### DOCUMENT TEXT:
_ _ _ _ _

Ten weeks after they fired their coach, the Timberwolves on Wednesday officially introduced a new one who believes in many of the same basic basketball philosophies as the old one did.

Whether you call it a "triangle" or "corner" offense, Rick Adelman is a proponent of the same sort of flowing motion offense that Kurt Rambis preferred.

But this time Wolves President David Kahn -- who with owner Glen Taylor interviewed seven candidates in search of a coach more committed to embracing fast-break basketball than the last one -- is getting more than a probable future Hall of Fame coach who owns a .605 winning percentage in 20 seasons as a NBA head coach.

He's also getting a 65-year-old man whose words and résumé suggest he will tailor his system to fit the Timberwolves' many highly drafted pieces -- as painfully young and possibly mismatched as they are -- and not the other way around.

_ _ _ _ _

### APPLY WHAT YOU READ:
1/ In the article on the Timberwolves' new coach, how many candidates did Kahn and Taylor interview?
2/ Using the article on the Timberwolves' new coach, mark each statement yes or no, and quote the words of the article that decide it.
(a) Rick Adelman has a .605 winning percentage over 20 seasons as an NBA head coach.
(b) The Timberwolves fired their previous coach six weeks before introducing the new one.
(c) Adelman is 65 years old.
3/ Continue the article on the Timberwolves' new coach from its last sentence.

### EXTRACTED ENTRIES:
_ _ _ _ _

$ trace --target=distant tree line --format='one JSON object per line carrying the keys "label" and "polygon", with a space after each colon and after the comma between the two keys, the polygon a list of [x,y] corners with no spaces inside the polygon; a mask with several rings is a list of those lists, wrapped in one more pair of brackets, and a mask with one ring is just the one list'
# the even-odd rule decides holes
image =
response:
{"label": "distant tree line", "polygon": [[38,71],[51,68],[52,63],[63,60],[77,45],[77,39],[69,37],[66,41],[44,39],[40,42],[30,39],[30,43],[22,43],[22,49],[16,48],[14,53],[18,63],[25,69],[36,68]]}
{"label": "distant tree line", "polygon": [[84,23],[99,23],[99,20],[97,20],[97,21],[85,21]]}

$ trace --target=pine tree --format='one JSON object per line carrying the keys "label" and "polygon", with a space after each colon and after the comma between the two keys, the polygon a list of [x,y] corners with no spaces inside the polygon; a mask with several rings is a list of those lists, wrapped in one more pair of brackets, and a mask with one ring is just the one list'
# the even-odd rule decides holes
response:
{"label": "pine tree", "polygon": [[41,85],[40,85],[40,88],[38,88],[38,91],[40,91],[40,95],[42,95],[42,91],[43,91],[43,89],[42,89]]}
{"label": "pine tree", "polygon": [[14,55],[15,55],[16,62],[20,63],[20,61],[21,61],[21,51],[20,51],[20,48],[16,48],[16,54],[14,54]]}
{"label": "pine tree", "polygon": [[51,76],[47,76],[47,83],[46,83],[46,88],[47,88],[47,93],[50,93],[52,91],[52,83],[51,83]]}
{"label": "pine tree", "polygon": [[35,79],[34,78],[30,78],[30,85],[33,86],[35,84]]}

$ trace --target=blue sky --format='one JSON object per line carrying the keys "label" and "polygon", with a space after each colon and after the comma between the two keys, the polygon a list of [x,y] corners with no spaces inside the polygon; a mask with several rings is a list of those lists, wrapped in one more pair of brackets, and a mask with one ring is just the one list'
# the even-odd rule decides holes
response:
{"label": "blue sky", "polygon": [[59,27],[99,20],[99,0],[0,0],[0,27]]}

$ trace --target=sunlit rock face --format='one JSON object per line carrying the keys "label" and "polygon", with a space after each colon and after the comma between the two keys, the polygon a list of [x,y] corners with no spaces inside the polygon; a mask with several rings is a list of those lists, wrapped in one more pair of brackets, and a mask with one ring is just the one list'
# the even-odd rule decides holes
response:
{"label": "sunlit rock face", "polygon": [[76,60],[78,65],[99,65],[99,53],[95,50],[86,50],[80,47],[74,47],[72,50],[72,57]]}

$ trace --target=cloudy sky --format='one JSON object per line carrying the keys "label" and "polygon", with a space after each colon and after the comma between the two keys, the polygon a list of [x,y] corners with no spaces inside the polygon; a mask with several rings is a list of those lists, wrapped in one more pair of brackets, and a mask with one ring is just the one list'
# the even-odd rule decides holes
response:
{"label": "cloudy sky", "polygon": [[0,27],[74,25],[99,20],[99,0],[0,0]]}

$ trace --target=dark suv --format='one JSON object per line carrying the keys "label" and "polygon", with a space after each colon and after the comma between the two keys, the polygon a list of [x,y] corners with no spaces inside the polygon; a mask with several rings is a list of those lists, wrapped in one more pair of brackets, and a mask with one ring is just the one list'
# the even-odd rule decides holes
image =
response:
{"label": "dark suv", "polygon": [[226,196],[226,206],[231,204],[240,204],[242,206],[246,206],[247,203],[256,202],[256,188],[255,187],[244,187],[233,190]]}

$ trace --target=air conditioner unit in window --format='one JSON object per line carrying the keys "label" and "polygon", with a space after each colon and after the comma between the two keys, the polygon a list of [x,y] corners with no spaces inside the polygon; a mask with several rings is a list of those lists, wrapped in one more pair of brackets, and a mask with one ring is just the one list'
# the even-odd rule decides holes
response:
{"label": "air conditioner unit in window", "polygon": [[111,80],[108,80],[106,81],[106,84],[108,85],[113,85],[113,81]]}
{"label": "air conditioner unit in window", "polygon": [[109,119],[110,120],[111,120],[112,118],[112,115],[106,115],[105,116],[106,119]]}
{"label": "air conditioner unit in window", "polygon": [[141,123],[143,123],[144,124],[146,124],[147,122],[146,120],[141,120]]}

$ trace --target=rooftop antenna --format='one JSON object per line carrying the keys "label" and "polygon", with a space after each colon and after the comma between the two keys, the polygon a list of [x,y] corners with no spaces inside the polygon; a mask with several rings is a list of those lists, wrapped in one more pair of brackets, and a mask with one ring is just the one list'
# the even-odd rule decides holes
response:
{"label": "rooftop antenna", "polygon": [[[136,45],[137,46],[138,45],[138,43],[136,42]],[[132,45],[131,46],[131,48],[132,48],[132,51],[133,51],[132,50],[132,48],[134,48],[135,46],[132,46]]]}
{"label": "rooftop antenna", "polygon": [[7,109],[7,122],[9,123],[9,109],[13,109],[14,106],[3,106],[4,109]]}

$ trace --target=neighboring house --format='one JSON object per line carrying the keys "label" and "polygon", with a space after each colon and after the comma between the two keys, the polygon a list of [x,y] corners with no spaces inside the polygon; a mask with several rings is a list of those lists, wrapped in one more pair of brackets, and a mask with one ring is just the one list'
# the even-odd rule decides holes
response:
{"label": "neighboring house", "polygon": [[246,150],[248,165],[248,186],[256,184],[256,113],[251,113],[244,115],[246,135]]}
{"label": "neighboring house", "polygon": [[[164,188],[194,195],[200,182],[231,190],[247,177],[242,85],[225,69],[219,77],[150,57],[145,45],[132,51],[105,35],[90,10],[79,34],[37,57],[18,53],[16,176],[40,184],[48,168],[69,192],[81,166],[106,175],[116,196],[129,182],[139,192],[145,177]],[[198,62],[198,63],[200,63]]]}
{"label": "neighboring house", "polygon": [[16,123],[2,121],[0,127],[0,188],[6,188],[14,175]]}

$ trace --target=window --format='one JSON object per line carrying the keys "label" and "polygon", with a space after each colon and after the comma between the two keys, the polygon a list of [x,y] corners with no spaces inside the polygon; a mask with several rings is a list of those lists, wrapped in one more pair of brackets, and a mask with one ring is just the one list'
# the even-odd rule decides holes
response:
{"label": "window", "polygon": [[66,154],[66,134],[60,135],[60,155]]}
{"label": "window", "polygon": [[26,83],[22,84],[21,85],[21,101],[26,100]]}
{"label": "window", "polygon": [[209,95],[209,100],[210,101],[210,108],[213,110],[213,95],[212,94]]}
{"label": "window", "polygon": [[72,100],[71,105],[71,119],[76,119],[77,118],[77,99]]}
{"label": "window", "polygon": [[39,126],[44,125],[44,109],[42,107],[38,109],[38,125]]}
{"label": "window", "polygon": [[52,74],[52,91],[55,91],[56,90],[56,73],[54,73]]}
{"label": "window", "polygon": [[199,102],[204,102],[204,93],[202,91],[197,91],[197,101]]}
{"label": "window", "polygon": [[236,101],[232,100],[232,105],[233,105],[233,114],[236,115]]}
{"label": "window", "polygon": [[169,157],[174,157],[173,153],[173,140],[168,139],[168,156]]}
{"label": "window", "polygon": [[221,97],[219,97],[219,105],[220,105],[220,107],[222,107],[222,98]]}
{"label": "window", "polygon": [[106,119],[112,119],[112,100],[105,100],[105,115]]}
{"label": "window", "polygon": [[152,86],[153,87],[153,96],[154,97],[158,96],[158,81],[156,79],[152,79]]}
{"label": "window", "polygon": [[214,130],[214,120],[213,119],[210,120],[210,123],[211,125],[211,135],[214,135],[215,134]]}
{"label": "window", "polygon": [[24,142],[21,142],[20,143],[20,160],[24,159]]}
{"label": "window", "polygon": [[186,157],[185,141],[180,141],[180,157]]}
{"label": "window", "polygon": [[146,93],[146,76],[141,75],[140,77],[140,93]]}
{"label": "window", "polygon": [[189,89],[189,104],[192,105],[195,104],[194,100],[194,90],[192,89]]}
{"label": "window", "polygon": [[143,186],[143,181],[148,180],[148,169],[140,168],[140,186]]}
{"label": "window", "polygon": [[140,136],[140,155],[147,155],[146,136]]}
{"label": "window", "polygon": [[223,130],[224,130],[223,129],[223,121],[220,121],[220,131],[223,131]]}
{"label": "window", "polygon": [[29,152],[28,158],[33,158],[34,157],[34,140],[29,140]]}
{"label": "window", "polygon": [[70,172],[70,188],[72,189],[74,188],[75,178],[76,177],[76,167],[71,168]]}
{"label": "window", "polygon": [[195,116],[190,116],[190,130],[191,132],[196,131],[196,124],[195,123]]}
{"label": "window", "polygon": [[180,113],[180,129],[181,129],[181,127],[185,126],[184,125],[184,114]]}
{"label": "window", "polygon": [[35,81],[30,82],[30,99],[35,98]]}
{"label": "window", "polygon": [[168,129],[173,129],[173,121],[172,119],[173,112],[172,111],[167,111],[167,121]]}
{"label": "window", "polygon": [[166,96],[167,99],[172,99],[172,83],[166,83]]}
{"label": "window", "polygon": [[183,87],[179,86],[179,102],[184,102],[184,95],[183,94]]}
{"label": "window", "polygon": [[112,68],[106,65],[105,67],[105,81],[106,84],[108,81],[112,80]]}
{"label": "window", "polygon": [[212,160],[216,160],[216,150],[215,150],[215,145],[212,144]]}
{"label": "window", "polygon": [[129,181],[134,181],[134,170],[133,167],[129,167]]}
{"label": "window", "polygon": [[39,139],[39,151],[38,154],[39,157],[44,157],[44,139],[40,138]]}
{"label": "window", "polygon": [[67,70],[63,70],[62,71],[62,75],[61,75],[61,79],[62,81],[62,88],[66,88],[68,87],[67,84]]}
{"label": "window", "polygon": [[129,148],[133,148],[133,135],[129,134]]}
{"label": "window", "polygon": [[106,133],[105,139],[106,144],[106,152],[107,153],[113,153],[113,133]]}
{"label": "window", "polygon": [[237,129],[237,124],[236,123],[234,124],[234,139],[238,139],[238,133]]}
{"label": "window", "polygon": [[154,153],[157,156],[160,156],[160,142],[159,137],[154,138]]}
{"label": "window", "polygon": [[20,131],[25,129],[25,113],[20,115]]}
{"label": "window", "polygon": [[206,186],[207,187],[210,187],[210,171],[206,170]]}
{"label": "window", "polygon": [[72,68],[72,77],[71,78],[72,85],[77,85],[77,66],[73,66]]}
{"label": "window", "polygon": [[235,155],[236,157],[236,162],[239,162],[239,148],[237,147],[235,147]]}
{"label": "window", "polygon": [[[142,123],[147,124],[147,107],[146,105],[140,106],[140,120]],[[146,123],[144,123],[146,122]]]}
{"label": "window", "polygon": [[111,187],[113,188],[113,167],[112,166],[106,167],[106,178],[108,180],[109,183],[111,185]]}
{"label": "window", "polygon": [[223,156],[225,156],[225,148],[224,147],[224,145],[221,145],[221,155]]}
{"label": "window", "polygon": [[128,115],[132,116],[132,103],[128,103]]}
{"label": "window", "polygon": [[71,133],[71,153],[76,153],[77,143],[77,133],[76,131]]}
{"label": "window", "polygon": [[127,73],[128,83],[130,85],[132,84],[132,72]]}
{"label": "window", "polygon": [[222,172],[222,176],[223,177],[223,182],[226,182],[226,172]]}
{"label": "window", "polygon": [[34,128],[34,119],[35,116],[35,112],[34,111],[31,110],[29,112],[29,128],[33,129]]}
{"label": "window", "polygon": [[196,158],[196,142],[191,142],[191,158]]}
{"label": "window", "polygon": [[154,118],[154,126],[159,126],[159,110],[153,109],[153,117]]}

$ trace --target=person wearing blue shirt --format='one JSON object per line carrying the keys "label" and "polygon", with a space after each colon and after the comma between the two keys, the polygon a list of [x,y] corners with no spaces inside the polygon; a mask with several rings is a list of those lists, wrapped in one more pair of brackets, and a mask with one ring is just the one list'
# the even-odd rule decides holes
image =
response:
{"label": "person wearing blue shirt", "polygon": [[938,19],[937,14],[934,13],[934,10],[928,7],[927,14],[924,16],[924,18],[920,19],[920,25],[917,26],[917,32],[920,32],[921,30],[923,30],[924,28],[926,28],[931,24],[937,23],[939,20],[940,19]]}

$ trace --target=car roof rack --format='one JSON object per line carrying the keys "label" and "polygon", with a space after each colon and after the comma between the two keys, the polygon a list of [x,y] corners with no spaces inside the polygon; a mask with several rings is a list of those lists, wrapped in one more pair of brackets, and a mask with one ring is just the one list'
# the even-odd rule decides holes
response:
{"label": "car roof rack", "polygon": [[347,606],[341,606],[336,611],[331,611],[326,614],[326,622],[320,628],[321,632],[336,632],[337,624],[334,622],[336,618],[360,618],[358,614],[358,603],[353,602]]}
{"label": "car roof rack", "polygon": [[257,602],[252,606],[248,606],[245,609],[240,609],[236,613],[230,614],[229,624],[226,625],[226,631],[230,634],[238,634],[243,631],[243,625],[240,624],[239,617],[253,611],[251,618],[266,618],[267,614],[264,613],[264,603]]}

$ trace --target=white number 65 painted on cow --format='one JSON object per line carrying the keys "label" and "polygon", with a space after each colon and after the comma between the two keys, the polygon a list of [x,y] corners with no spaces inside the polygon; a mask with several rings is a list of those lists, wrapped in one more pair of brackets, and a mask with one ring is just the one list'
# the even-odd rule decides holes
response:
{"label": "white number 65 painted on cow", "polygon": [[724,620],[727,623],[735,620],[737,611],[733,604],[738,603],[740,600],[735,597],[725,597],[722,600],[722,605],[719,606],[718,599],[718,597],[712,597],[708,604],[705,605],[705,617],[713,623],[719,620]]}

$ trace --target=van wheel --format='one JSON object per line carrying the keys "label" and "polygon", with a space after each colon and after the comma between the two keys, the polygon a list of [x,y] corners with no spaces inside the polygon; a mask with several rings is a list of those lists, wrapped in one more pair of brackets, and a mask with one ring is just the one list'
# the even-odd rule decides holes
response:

_ _ _ _ _

### REPLIES:
1/ Seven.

2/
(a) Yes: "owns a .605 winning percentage in 20 seasons as a NBA head coach"
(b) No: "Ten weeks after they fired their coach"
(c) Yes: "a 65-year-old man"

3/
"I have to adjust to this talent that fits it best," he said, "and not force a system on it."

He brings that sparkly career winning percentage and instant credibility to a franchise that hasn't made the playoffs since it beat Adelman's Sacramento team in Game 7 of the 2004 Western Conference semifinals at Target Center.

He is known largely as a coach who likes big men who can pass -- Kevin Love, anyone? -- in a position away from the basket. He is known as that largely because he possessed Vlade Divac and Chris Webber in Sacramento.

"Well, we played like that because those were two pretty good people to put the ball in their hands," he said.

At his next stop in Houston, Adelman tweaked his strategy after he lost stars Yao Ming and Tracy McGrady to injuries and compensated by starting 6-6 Chuck Hayes -- a full foot shorter than Yao -- at center.

Adelman left Houston last spring after four seasons primarily because management wanted to dictate coaching-staff changes.

He accepted the Wolves job two weeks ago primarily because he took the Rockets job in 2007 expecting to win a title with Yao and McGrady and left town feeling rewarded by adapting with a makeshift roster that he guided to winning records the past two seasons.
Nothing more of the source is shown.